MATERIAL PROVIDED:

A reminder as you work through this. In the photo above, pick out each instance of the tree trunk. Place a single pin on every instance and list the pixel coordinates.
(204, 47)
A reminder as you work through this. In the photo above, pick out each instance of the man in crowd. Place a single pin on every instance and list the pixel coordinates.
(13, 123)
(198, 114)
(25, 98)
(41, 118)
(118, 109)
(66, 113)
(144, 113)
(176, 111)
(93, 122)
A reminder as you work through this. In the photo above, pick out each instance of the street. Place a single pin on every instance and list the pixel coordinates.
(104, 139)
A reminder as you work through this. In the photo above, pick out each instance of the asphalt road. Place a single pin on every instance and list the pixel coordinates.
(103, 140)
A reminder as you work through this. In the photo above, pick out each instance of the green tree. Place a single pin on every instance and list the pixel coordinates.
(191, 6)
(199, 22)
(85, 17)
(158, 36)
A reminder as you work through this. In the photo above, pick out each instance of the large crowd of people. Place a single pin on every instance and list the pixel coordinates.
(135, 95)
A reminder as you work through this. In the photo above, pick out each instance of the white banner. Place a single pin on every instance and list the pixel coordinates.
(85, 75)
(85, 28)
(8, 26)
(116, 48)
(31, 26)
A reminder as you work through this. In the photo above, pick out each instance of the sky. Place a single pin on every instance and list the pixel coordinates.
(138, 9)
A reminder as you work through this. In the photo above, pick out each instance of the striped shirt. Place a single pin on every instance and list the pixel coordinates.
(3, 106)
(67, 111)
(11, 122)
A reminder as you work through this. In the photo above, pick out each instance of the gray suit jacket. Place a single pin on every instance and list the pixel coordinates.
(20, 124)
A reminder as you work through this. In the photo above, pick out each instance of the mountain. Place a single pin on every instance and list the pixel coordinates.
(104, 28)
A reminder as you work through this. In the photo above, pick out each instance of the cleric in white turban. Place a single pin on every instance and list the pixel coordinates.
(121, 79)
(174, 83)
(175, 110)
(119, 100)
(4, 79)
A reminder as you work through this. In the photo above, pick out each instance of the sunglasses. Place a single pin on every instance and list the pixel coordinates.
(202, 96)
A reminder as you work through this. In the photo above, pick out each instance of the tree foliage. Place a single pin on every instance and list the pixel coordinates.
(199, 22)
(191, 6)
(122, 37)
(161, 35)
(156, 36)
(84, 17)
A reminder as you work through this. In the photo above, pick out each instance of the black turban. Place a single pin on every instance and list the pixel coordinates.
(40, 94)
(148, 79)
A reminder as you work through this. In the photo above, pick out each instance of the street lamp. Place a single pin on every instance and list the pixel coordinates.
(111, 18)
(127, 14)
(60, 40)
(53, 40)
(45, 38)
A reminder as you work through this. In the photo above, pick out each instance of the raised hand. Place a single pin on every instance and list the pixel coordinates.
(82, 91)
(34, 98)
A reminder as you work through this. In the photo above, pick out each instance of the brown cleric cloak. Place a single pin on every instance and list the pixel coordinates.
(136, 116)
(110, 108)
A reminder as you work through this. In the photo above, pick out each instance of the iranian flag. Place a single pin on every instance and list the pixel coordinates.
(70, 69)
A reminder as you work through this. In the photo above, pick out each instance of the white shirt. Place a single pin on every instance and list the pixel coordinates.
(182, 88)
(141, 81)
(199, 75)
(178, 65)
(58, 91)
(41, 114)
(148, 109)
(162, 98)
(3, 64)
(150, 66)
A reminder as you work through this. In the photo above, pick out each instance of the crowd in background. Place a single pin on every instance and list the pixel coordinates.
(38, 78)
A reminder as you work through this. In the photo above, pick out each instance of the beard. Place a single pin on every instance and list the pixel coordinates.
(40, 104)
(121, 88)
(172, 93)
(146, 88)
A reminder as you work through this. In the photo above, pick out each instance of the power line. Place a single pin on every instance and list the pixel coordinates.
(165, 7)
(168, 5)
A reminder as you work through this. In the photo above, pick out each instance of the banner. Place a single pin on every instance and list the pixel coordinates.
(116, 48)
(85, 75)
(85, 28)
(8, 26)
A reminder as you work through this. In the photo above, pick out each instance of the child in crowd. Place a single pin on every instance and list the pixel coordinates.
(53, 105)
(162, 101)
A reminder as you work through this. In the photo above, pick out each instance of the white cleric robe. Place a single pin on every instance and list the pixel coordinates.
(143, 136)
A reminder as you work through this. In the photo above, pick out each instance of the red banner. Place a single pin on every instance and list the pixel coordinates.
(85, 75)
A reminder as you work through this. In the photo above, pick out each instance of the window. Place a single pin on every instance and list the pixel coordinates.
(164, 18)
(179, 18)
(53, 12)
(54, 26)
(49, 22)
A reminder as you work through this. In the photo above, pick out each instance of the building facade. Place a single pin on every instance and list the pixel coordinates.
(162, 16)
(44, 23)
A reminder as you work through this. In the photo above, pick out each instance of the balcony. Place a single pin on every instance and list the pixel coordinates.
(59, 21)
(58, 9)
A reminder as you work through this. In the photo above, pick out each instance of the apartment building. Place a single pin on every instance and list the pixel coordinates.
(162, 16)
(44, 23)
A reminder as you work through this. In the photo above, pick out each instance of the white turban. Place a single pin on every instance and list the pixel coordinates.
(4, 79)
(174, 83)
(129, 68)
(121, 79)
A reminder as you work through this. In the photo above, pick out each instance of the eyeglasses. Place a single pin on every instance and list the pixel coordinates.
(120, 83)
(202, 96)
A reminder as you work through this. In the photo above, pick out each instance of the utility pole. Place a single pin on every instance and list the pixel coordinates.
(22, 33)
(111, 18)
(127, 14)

YOUR OBJECTIVE: Repeat every line of the data verbatim.

ANSWER TO THIS TASK:
A reminder as you work through this. In the photo above, pick out each instance of the tree trunk. Place a single pin on every instance and list the pixel coordinates.
(204, 47)
A reminder as you work through this. In the photo above, pick out each instance of the man in crowd. Place a single pin on every instance and list the pixel coordinates.
(13, 123)
(198, 114)
(25, 98)
(41, 118)
(118, 109)
(66, 113)
(144, 113)
(176, 111)
(93, 122)
A reminder as you work through this. In the photo above, pick out each instance of the street. Place a single pin on every instance and list the pixel coordinates.
(104, 139)
A reminder as you work through this. In the photo above, pick out each instance of the asphalt road. Place a single pin on every instance and list the pixel coordinates.
(103, 140)
A reminder as you work through this. In the photo above, pick out each instance of the green tree. Place a single pin on every instance and list the pixel coordinates.
(191, 6)
(199, 22)
(85, 17)
(158, 36)
A reminder as you work through this. In the photo above, pick out each instance of the large crowd of people. Place a single pin on every instance and list the pixel coordinates.
(135, 95)
A reminder as you work through this. In the photo above, pick out each instance of the white banner. Place a single pin on every instance and list the pixel coordinates.
(85, 75)
(85, 28)
(8, 26)
(116, 48)
(31, 26)
A reminder as you work through this. In the photo above, pick out each instance of the sky. Place a single pin on every instance and list the pixel coordinates.
(138, 9)
A reminder as you work through this. In the photo above, pick out each instance of the striped shirt. Place a single pin on every instance and list the pixel coordinates.
(3, 106)
(67, 111)
(11, 122)
A reminder as you work through this. In the photo above, pick out each instance of the gray suit jacket. Place a single pin on every instance and list the pixel coordinates.
(20, 124)
A reminder as you work through this. In the photo above, pick out each instance of the mountain. Place a single pin on every instance and list the pixel coordinates.
(104, 28)
A reminder as you work through this. In the photo above, pick out each instance of the cleric in white turban. Place a single pin on every instance and list the pixel coordinates.
(121, 79)
(174, 83)
(175, 110)
(119, 100)
(4, 79)
A reminder as you work through this. In the photo above, pick out each instance of the sunglasses. Place a single pin on every instance and list the pixel coordinates.
(202, 96)
A reminder as you work through this. In the photo above, pick out each instance of the tree foliage. Place a single pin on every instance and list the pixel coordinates.
(199, 22)
(191, 6)
(122, 37)
(161, 35)
(156, 36)
(84, 17)
A reminder as you work through this. In the photo above, pick out each instance of the black turban. Place a single pin on every instance and list the pixel coordinates.
(40, 94)
(148, 79)
A reminder as you work through this. In the photo above, pick out each instance of the street lamp. Place a single pin on every instance and list the pixel coordinates.
(111, 18)
(127, 14)
(60, 40)
(53, 40)
(45, 38)
A reminder as you work through this. In the photo above, pick out each instance of the raised hand. Place a single pin on every instance and list the pixel coordinates.
(82, 91)
(34, 98)
A reminder as you work through this. In the photo above, pick out each instance of the brown cleric cloak. Place a single pin on every instance and list the pixel coordinates.
(136, 116)
(110, 108)
A reminder as you work through this. In the photo above, pick out each instance of the iranian flag. Place a single pin on every instance and list the pixel coordinates.
(70, 69)
A reminder as you work through this. In the photo above, pick out each instance of the white shirt. Place a single pin on every instance and list the pixel coordinates.
(182, 88)
(141, 81)
(199, 75)
(178, 65)
(58, 91)
(41, 114)
(148, 109)
(162, 98)
(3, 64)
(150, 66)
A reminder as you work through this. In the photo above, pick out each instance of the crowd in background. Place a single pin on every instance and list the pixel coordinates.
(38, 78)
A reminder as you work through this. In the photo above, pick out each instance of the beard. Place a single pin on every instance and list the pixel coordinates.
(40, 104)
(121, 88)
(172, 93)
(146, 88)
A reminder as you work through this. In the photo above, pick out each instance of the power line. Place a single pin on every instance and list the pixel coordinates.
(165, 7)
(168, 5)
A reminder as you work through this. In the photo above, pick out each instance of the banner. Place a single pin on every instance and list the pixel coordinates.
(116, 48)
(85, 75)
(85, 28)
(8, 26)
A reminder as you work through this. In the photo above, pick out each instance of the child in crowd. Place a single pin on every instance and list the pixel coordinates.
(53, 105)
(162, 101)
A reminder as you work through this. In the photo above, pick out each instance of the white cleric robe. Place a single pin on every instance and list the pixel coordinates.
(143, 136)
A reminder as you work through this. In the photo above, pick out each instance of the red banner. Place a single pin on every instance and list the pixel coordinates.
(85, 75)
A reminder as you work through this. In the photo above, pick out each instance of the window. Place a single pin on every instance and list the pixel coordinates.
(164, 18)
(179, 18)
(53, 12)
(54, 26)
(49, 22)
A reminder as you work through this. In the photo above, pick out each instance of the building facade. Place a single pin on every instance and list the pixel coordinates.
(162, 16)
(44, 23)
A reminder as you work through this. In the photo above, pick out each instance of the balcony. Place a single pin on every instance and list the pixel coordinates.
(59, 21)
(58, 9)
A reminder as you work through this. In the photo above, pick out each instance of the apartment building. Place a single pin on every instance and list the pixel coordinates.
(162, 16)
(44, 23)
A reminder as you work through this. In the photo above, pick out each instance of the white turban. Place a single pin on every instance and list the pixel coordinates.
(4, 79)
(174, 83)
(129, 68)
(121, 79)
A reminder as you work through this. In the photo above, pick out each instance of the eyeglasses. Place a single pin on every instance and list the pixel coordinates.
(120, 83)
(202, 96)
A reminder as you work through this. In the photo above, pick out each instance of the utility pole. Place a single pin on every instance and list the pixel coordinates.
(22, 33)
(111, 18)
(127, 14)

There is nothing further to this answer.